__Data provided__
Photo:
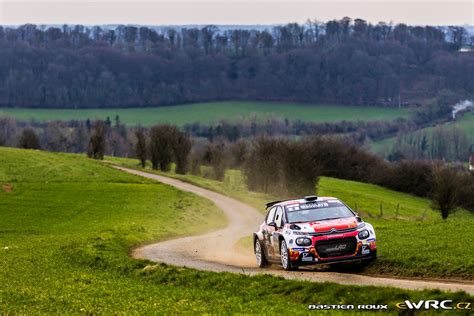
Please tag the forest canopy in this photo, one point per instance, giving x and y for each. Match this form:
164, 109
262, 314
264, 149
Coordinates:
341, 61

__What the task requires__
Images are to be excluded, and each record above written out word for word.

__Answer__
Photo:
Please tag the forest canopy in this photo, one point per instance, giving x and y for each. Match this form:
164, 109
262, 314
264, 149
Coordinates:
341, 61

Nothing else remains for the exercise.